▸ Problem statement
Duplicate the entries from their first line up to and including the line containing "119], [77, 119]]]", reproducing each line character for character.

Entries from a dataset:
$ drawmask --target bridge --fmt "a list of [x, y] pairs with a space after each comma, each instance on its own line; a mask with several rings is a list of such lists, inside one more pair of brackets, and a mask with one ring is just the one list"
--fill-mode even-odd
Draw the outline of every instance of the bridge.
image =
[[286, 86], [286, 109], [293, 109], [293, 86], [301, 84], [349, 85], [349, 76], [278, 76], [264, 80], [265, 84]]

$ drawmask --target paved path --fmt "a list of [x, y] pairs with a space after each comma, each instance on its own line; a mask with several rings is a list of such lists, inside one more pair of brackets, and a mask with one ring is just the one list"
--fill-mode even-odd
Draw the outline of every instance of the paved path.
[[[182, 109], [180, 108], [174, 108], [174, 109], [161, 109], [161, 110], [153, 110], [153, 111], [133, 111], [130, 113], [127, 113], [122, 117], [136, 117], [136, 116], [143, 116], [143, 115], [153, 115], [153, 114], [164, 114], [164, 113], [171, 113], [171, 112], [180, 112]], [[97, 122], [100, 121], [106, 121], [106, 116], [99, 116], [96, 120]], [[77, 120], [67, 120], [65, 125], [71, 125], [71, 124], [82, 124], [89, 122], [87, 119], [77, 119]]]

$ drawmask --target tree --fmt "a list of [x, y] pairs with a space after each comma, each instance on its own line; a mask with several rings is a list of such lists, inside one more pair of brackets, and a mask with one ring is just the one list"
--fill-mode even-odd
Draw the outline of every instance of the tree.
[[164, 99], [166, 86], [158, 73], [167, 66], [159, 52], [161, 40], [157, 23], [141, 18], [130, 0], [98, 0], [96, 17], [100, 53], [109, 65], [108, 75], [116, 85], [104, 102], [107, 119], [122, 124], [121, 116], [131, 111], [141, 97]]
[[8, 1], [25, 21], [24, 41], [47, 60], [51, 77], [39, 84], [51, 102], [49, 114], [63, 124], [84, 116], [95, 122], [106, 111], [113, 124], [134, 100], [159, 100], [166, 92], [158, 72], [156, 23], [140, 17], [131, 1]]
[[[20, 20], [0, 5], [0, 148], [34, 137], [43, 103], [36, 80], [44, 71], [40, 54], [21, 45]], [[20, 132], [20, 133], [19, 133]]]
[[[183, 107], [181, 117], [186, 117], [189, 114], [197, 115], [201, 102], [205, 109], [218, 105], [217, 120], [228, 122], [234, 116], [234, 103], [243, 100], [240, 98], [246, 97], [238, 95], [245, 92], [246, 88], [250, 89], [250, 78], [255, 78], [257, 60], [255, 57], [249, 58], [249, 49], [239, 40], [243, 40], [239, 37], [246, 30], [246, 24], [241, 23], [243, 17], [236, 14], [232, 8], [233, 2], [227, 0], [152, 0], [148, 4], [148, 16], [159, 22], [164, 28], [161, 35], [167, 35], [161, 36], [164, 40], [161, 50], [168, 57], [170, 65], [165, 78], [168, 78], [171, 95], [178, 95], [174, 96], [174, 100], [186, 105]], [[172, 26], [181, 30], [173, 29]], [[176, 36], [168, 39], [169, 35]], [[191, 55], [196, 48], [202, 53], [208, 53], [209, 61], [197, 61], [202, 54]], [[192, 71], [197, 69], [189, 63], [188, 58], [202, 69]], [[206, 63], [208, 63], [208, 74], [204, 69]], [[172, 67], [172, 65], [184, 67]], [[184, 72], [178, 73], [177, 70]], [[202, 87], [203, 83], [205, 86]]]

▸ Correct output
$ drawmask --target bridge --fmt "a list of [x, y] pairs with a space after each comma, each instance on its own line; a mask with several rings is a list of such lists, inside one more pair of brackets, and a mask with one ring is just the one list"
--fill-mode even-odd
Draw the outline of every instance of the bridge.
image =
[[286, 86], [286, 109], [293, 109], [293, 86], [301, 84], [349, 85], [349, 76], [278, 76], [264, 80], [265, 84]]

$ drawmask --target paved path --fmt "a list of [x, y] pairs with a space after each comma, each instance on its own line; a mask with several rings is a list of such lists, inside one more pair of brackets, and a mask with one ring is just the one list"
--fill-mode even-odd
Draw the outline of every instance of the paved path.
[[[182, 109], [180, 108], [174, 108], [174, 109], [161, 109], [161, 110], [153, 110], [153, 111], [133, 111], [130, 113], [127, 113], [122, 117], [136, 117], [136, 116], [143, 116], [143, 115], [153, 115], [153, 114], [164, 114], [164, 113], [171, 113], [171, 112], [180, 112]], [[97, 122], [100, 121], [106, 121], [106, 116], [99, 116], [96, 120]], [[77, 120], [67, 120], [65, 125], [71, 125], [71, 124], [82, 124], [89, 122], [87, 119], [77, 119]]]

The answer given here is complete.